- _GOAL OF THE EXERCISE_
Starting at the top of the material and ending at the line that contains "point(329, 38)", write out every line again, adding 67 to each coordinate in the answer points. Leave the sample coordinates in the wording unchanged.

- _SUPPLIED DATA_
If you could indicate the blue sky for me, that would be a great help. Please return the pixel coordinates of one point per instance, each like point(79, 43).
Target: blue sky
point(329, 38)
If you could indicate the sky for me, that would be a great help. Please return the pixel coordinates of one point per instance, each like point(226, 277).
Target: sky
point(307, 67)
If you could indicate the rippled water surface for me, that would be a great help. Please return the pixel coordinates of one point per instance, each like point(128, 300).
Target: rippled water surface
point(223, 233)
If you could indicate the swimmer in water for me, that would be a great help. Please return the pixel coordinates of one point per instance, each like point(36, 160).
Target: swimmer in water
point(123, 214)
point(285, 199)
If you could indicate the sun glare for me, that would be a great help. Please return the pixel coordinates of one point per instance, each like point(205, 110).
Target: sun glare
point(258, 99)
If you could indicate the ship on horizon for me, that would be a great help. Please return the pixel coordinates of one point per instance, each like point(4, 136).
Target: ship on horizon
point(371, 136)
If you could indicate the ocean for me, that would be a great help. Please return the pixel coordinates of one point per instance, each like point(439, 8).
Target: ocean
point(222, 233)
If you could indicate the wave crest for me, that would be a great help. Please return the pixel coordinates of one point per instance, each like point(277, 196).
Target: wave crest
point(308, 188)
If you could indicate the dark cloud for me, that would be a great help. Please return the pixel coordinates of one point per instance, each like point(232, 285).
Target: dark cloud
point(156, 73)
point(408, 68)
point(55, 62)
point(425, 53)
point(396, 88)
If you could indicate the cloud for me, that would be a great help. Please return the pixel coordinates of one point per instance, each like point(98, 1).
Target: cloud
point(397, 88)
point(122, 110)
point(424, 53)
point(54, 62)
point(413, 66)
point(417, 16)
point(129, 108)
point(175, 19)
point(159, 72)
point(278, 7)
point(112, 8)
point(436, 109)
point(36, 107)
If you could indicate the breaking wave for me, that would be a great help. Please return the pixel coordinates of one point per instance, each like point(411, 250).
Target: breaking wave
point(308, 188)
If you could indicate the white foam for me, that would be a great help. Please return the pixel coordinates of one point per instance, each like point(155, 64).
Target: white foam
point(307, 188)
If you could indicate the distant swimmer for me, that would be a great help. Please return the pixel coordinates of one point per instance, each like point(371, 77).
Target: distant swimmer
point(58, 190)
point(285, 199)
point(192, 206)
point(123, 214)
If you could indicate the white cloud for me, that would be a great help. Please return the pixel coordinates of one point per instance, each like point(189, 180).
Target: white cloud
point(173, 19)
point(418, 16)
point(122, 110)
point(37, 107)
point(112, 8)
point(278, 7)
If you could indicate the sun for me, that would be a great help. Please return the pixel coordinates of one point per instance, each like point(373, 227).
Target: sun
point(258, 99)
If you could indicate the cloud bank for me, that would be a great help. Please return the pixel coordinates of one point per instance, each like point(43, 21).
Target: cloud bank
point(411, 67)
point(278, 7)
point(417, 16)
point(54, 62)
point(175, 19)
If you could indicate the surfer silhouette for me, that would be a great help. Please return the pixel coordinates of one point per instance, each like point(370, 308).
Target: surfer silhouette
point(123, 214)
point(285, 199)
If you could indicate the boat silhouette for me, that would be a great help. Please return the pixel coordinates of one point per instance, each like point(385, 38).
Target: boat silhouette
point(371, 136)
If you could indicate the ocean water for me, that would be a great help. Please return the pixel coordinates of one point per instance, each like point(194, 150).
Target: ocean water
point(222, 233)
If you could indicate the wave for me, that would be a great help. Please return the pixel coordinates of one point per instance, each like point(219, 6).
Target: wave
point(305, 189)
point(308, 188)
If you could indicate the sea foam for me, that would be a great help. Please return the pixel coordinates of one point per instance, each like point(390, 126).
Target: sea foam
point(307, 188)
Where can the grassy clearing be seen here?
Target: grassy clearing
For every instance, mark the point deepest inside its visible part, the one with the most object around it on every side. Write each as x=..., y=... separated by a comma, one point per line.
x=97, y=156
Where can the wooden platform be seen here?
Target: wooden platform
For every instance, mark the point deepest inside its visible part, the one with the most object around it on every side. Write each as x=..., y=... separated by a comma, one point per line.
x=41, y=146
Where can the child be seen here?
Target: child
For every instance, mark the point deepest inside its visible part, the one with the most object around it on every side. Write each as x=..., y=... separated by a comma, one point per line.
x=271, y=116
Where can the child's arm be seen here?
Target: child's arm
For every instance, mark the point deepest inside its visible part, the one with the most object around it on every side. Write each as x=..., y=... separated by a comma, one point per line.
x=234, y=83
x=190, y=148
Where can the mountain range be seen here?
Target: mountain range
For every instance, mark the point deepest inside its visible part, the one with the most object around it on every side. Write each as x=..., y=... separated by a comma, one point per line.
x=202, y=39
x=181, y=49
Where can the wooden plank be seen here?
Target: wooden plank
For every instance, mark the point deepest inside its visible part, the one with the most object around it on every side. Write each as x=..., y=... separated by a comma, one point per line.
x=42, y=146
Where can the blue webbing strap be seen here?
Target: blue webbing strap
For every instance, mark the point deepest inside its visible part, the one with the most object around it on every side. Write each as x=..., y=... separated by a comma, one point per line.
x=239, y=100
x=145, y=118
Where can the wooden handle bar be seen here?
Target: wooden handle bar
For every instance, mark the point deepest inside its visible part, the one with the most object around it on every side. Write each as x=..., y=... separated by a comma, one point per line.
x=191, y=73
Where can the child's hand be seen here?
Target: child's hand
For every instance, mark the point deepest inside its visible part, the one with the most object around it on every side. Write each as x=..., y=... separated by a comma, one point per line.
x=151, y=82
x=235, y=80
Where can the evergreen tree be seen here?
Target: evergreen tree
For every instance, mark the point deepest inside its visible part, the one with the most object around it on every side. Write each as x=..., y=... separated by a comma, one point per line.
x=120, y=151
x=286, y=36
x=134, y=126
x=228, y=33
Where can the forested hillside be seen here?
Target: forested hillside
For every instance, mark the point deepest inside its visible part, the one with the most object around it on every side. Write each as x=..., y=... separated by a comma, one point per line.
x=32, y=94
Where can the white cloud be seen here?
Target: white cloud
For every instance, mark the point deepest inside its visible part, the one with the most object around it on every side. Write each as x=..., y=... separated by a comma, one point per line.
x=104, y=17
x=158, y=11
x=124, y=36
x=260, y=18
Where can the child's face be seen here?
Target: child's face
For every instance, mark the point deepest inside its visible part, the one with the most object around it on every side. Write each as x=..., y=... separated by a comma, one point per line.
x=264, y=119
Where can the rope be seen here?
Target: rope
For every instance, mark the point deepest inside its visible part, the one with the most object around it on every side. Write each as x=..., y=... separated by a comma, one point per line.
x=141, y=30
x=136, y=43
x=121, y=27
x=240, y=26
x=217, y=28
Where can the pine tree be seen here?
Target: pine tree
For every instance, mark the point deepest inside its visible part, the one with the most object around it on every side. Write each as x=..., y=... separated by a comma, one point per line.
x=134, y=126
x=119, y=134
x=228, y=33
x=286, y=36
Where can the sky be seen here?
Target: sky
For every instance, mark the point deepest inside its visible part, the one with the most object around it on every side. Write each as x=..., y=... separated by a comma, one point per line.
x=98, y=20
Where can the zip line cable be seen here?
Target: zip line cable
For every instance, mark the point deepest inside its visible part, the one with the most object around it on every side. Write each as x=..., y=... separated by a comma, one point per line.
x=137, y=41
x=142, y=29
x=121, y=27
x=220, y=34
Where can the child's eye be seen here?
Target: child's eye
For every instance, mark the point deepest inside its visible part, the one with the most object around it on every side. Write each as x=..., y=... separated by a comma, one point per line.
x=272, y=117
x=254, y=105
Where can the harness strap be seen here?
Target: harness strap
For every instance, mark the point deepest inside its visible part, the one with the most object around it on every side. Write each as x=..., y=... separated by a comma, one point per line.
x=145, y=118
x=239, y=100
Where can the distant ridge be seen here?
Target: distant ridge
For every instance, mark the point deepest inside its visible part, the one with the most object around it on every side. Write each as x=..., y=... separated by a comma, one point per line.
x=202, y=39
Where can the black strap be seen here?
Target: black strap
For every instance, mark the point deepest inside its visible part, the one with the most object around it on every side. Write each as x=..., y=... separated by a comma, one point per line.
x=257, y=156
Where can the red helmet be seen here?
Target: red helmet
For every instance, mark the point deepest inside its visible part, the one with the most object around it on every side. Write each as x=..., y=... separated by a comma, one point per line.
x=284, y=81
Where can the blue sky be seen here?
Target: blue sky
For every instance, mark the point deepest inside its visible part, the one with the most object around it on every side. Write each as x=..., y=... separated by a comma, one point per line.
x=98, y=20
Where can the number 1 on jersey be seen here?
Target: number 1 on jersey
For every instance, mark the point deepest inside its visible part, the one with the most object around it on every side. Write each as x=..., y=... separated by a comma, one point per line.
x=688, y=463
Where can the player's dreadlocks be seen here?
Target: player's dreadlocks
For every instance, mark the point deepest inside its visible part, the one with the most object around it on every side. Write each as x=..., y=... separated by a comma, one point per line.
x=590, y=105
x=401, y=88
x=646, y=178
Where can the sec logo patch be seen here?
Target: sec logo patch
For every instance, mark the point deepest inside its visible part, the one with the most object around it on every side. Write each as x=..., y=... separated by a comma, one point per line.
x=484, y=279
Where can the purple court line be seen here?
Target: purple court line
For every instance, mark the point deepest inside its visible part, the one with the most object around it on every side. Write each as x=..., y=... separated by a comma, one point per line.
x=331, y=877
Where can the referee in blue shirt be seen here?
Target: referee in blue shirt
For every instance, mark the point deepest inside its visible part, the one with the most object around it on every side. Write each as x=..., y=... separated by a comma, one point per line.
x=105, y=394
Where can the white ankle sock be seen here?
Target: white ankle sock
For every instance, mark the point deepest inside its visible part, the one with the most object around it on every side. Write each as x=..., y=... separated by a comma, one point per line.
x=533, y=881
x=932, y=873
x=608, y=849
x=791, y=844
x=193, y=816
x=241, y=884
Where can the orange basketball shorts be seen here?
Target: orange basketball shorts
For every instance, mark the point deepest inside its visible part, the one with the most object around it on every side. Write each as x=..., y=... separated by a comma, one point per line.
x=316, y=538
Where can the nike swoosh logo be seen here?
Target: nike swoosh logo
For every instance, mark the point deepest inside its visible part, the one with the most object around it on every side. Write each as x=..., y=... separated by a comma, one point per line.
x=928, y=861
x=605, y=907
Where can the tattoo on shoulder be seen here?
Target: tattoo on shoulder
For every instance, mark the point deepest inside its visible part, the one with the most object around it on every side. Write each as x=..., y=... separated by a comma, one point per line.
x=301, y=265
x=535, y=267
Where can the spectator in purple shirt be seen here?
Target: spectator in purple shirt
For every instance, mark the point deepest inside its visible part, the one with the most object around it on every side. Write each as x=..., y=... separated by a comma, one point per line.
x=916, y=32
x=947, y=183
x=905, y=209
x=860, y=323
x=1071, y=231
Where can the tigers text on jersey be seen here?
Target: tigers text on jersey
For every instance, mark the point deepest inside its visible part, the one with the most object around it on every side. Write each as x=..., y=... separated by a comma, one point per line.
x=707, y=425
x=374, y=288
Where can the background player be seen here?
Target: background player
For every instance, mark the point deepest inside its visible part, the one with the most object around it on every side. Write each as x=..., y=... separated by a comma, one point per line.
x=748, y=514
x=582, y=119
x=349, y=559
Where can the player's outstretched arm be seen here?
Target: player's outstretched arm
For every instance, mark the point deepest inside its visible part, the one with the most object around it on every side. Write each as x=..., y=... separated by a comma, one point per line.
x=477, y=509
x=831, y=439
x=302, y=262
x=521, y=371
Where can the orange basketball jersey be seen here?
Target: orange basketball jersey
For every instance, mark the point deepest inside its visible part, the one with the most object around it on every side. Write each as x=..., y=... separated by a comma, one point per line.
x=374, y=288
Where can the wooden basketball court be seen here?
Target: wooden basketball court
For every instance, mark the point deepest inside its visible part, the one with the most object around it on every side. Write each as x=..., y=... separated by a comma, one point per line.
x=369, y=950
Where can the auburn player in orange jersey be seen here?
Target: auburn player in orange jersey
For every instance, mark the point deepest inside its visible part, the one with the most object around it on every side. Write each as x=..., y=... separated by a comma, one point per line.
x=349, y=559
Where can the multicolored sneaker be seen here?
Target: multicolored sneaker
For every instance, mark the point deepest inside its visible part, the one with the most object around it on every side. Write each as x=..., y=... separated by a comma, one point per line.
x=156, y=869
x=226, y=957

- _RESPONSE TO THIS TASK_
If you could indicate the blue sky for me, that would be a great help. Please return the pixel coordinates of one point per instance, each like point(79, 43).
Target: blue sky
point(396, 105)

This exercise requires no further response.